» **THE EXERCISE**
Put every line of the items below into a Markdown table with two columns, "Row" and "Line," numbering the rows in order and skipping any blank lines.
-------- MATERIAL SUPPLIED
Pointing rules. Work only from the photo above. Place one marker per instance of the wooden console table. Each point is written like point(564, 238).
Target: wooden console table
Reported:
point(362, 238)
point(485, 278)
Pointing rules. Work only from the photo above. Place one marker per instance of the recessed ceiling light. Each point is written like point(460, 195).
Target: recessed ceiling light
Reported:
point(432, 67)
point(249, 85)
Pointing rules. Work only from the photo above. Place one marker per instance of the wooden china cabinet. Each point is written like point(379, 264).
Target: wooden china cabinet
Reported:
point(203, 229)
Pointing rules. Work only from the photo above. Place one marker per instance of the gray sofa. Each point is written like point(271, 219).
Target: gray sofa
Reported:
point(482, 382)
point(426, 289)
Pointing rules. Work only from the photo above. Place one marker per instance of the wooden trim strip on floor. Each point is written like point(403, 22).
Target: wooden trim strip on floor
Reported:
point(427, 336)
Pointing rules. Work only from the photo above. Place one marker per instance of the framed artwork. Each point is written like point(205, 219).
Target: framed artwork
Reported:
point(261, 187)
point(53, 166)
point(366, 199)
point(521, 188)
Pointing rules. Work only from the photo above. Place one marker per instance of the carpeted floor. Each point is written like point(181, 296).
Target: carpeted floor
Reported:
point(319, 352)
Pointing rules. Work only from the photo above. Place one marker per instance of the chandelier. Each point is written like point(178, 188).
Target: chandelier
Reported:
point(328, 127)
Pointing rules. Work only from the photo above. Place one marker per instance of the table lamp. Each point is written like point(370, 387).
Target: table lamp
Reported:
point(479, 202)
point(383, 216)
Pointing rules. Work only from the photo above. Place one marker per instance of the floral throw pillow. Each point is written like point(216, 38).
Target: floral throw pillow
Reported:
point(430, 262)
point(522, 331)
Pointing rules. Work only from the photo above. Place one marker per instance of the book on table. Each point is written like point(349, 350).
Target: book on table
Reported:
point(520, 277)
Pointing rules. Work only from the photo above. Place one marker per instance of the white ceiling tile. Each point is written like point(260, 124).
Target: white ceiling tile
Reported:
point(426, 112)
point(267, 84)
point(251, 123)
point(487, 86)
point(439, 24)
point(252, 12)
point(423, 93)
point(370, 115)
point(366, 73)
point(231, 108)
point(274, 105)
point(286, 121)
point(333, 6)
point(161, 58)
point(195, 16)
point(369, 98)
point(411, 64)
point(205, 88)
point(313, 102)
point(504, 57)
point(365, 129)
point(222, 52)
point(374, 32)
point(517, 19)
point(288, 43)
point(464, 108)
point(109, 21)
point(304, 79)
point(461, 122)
----------------
» **REPLY**
| Row | Line |
|---|---|
| 1 | Pointing rules. Work only from the photo above. Place one marker per instance of the wooden console table. Each point is written like point(564, 238). |
| 2 | Target: wooden console table |
| 3 | Reported: |
| 4 | point(362, 238) |
| 5 | point(485, 278) |
| 6 | Pointing rules. Work only from the photo above. Place one marker per instance of the recessed ceiling light. Each point is written like point(460, 195). |
| 7 | Target: recessed ceiling light |
| 8 | Reported: |
| 9 | point(432, 67) |
| 10 | point(249, 85) |
| 11 | Pointing rules. Work only from the photo above. Place one marker per instance of the wooden china cabinet. Each point is written like point(379, 264). |
| 12 | Target: wooden china cabinet |
| 13 | Reported: |
| 14 | point(203, 229) |
| 15 | Pointing rules. Work only from the photo above. Place one marker per instance of the gray sofa. Each point is written like point(271, 219). |
| 16 | Target: gray sofa |
| 17 | Reported: |
| 18 | point(482, 382) |
| 19 | point(426, 289) |
| 20 | Pointing rules. Work only from the photo above. Place one marker per instance of the wooden trim strip on floor. Each point is written like point(403, 22). |
| 21 | Target: wooden trim strip on floor |
| 22 | Reported: |
| 23 | point(427, 336) |
| 24 | Pointing rules. Work only from the photo above. Place one marker per instance of the framed artwork. Each point is written like point(205, 219). |
| 25 | Target: framed artwork |
| 26 | Reported: |
| 27 | point(261, 187) |
| 28 | point(53, 166) |
| 29 | point(366, 199) |
| 30 | point(521, 188) |
| 31 | Pointing rules. Work only from the photo above. Place one marker per instance of the carpeted floor. Each point is written like point(181, 296). |
| 32 | Target: carpeted floor |
| 33 | Reported: |
| 34 | point(319, 352) |
| 35 | Pointing rules. Work only from the photo above. Place one marker per instance of the chandelier. Each point is written like point(178, 188). |
| 36 | Target: chandelier |
| 37 | Reported: |
| 38 | point(328, 127) |
| 39 | Pointing rules. Work only from the photo above. Place one marker per instance of the table lamp. Each point is written like point(370, 387). |
| 40 | Target: table lamp |
| 41 | Reported: |
| 42 | point(479, 202) |
| 43 | point(383, 216) |
| 44 | Pointing rules. Work only from the photo above. Place one marker per instance of the floral throw pillow. Each point is written like point(216, 38). |
| 45 | Target: floral throw pillow |
| 46 | Reported: |
| 47 | point(430, 262) |
| 48 | point(522, 331) |
| 49 | Pointing rules. Work only from the photo above. Place one marker per instance of the book on table. Each point is written like point(349, 350). |
| 50 | Target: book on table |
| 51 | Reported: |
| 52 | point(520, 277) |
| 53 | Pointing rules. Work only from the photo above. Place one marker per instance of the white ceiling tile. Each point is written like point(260, 124). |
| 54 | Target: white ceiling tile |
| 55 | Reported: |
| 56 | point(426, 112) |
| 57 | point(267, 84) |
| 58 | point(251, 123) |
| 59 | point(487, 86) |
| 60 | point(439, 24) |
| 61 | point(252, 12) |
| 62 | point(423, 93) |
| 63 | point(370, 115) |
| 64 | point(366, 73) |
| 65 | point(231, 108) |
| 66 | point(274, 105) |
| 67 | point(286, 121) |
| 68 | point(333, 6) |
| 69 | point(161, 58) |
| 70 | point(195, 16) |
| 71 | point(369, 98) |
| 72 | point(411, 64) |
| 73 | point(205, 88) |
| 74 | point(313, 102) |
| 75 | point(504, 57) |
| 76 | point(365, 129) |
| 77 | point(222, 52) |
| 78 | point(374, 32) |
| 79 | point(517, 19) |
| 80 | point(288, 43) |
| 81 | point(464, 108) |
| 82 | point(109, 21) |
| 83 | point(304, 79) |
| 84 | point(461, 122) |